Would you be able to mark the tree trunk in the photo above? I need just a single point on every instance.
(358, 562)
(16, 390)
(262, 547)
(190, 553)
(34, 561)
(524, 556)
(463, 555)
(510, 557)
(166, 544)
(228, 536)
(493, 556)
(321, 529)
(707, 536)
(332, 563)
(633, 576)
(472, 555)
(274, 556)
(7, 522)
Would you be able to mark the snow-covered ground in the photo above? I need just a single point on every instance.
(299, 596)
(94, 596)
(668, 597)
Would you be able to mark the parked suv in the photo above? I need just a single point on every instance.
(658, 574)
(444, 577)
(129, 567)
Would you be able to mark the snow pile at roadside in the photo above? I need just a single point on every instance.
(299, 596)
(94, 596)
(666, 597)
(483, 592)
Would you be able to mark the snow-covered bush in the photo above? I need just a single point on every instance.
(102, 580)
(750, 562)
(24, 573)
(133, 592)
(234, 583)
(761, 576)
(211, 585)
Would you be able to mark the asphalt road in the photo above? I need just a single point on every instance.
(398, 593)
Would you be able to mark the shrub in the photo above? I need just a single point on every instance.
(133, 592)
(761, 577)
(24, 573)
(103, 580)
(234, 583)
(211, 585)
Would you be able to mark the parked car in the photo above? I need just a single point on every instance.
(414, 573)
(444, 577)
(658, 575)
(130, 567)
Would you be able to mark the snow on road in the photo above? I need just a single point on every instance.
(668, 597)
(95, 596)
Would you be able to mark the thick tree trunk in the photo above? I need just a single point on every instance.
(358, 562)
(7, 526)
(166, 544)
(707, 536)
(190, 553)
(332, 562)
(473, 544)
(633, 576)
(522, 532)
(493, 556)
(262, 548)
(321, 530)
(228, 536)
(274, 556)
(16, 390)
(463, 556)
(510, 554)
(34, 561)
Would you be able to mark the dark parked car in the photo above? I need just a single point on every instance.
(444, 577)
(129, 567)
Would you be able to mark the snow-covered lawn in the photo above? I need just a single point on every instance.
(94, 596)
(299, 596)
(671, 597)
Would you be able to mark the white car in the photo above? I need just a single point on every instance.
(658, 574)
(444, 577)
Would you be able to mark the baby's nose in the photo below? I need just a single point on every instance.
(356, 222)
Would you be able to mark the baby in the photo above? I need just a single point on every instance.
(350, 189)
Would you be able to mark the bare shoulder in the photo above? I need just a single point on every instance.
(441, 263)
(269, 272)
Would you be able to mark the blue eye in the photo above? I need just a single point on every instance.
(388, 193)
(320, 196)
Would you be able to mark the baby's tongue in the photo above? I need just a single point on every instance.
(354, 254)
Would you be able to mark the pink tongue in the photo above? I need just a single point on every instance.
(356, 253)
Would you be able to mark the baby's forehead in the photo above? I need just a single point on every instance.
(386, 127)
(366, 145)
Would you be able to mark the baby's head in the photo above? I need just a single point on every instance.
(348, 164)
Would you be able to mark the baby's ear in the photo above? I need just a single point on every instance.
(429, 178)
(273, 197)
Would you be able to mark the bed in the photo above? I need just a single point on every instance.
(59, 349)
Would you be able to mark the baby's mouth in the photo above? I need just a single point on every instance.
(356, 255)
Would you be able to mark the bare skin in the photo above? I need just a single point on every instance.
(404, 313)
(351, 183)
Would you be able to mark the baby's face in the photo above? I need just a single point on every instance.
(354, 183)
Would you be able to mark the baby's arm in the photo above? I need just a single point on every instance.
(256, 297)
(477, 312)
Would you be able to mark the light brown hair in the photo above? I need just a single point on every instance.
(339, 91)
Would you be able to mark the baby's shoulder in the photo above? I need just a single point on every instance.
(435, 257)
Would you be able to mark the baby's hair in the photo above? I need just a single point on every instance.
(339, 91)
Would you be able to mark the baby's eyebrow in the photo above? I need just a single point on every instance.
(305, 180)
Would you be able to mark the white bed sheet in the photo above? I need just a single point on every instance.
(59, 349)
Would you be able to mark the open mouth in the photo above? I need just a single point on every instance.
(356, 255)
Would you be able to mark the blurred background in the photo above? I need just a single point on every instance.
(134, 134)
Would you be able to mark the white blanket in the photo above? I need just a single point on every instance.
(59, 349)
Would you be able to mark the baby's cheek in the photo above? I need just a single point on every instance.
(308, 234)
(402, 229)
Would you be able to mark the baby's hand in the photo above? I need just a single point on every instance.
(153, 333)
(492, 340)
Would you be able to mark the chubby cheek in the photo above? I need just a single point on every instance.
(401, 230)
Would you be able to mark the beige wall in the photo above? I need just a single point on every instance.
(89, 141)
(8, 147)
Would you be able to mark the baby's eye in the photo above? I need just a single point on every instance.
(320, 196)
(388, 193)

WHAT YOU SHOULD DO:
Word for word, restate the whole of the material above.

SOLUTION FOR THIS EXERCISE:
Would you be able to mark the tree trunk in the photo above? I need just a single point on every instance.
(358, 562)
(16, 390)
(262, 547)
(190, 553)
(34, 561)
(524, 556)
(463, 555)
(510, 557)
(166, 544)
(228, 536)
(493, 556)
(321, 529)
(707, 536)
(332, 563)
(633, 576)
(472, 555)
(274, 556)
(7, 522)
Would you be able to mark the snow-covered ground in the photo above? I need just a single point on every instance.
(299, 596)
(94, 596)
(668, 597)
Would you be able to mark the parked suv in the photo above? I need just a single point on every instance.
(658, 574)
(444, 577)
(129, 567)
Would you be able to mark the snow pile at roadside in the photo above? I need just a single point on every instance.
(299, 596)
(94, 596)
(666, 597)
(483, 592)
Would you be able to mark the snow-covered bush in the photo above? I need just a single point on every instance.
(102, 580)
(750, 562)
(24, 573)
(133, 592)
(234, 583)
(761, 576)
(211, 585)
Would you be able to mark the asphalt road in the photo above? I need just a single point on every instance.
(398, 593)
Would you be able to mark the shrub in the photo above? I need just a single point on every instance.
(133, 592)
(761, 577)
(24, 573)
(103, 580)
(234, 583)
(211, 585)
Would you be able to mark the parked car in the photo above? I need just a single point on every instance.
(414, 573)
(444, 577)
(658, 575)
(130, 567)
Would you be able to mark the snow on road in the photo above? I need just a single point on every instance.
(668, 597)
(95, 596)
Would you be able to mark the thick tree trunk in the photo above? I need just a single point on every instance.
(358, 562)
(7, 526)
(166, 544)
(707, 536)
(190, 553)
(332, 562)
(473, 544)
(633, 576)
(522, 532)
(493, 556)
(262, 548)
(321, 530)
(228, 536)
(274, 556)
(16, 390)
(463, 556)
(510, 554)
(34, 561)
Would you be able to mark the dark parked car in the photo above? I need just a single point on every instance.
(444, 577)
(129, 567)
Would you be able to mark the snow-covered lawn in the photo above? I need just a single point on every instance.
(94, 596)
(299, 596)
(671, 597)
Would you be able to mark the white car in the photo above? I need just a single point on every instance.
(658, 574)
(444, 577)
Would you be able to mark the baby's nose in the photo below? I need just a single point on every instance.
(356, 222)
Would you be able to mark the baby in the photo above? I need just a single point on every instance.
(350, 189)
Would you be able to mark the bare shoulder in the photo above? I need just a single point on every instance.
(441, 263)
(269, 272)
Would you be able to mark the blue eye in the photo above? I need just a single point on every instance.
(388, 193)
(320, 196)
Would you be able to mark the baby's tongue in the photo above? I need just a single point on every instance.
(354, 254)
Would you be able to mark the pink tongue in the photo above? I need just a single point on every instance.
(356, 253)
Would you be able to mark the baby's forehead in the photo above? I need just a single point on every instance.
(386, 127)
(366, 145)
Would you be able to mark the baby's head in the photo above? I need just a single point on every instance.
(348, 164)
Would you be able to mark the baby's ear in the photo above? I need just a single point on every instance.
(429, 178)
(273, 197)
Would you be able to mark the bed in the photo above? I need just a single point on every instance.
(59, 349)
Would you be able to mark the baby's mouth in the photo above? I need just a single point on every instance.
(356, 255)
Would you be able to mark the bare skin in the photo above? I need just a single point on every instance.
(404, 313)
(351, 183)
Would you be able to mark the baby's face in the photo above? I need just a single point on every instance.
(354, 183)
Would you be able to mark the baby's arm in the photo above? I need just a single point on every instance.
(256, 297)
(477, 312)
Would you be able to mark the light brown hair in the photo above? I need just a single point on every instance.
(339, 91)
Would you be able to mark the baby's shoulder in the photo above? I need just a single point on every instance.
(435, 257)
Would you be able to mark the baby's hair in the photo above? I need just a single point on every instance.
(339, 91)
Would you be able to mark the baby's eyebrow in the photo above? I need just a single point on every instance.
(305, 180)
Would you be able to mark the white bed sheet in the photo above? I need just a single point on every instance.
(59, 349)
Would you be able to mark the open mouth in the photo above? I need just a single point on every instance.
(356, 255)
Would you be able to mark the blurred background in the photo above? I need just a single point on every instance.
(134, 134)
Would you be able to mark the white blanket in the photo above? I need just a single point on every instance.
(59, 349)
Would you be able to mark the baby's cheek in the photo above? I need just a single point on every instance.
(308, 234)
(402, 229)
Would you be able to mark the baby's hand in the photo above? I need just a single point on every instance.
(153, 333)
(492, 340)
Would you be able to mark the chubby cheek in the photo above? I need just a single point on every instance.
(401, 230)
Would you be able to mark the beige wall in the photo above? I need just a single point on every instance.
(89, 141)
(8, 147)
Would you be able to mark the baby's eye in the photo above? I need just a single point on every instance.
(320, 196)
(388, 193)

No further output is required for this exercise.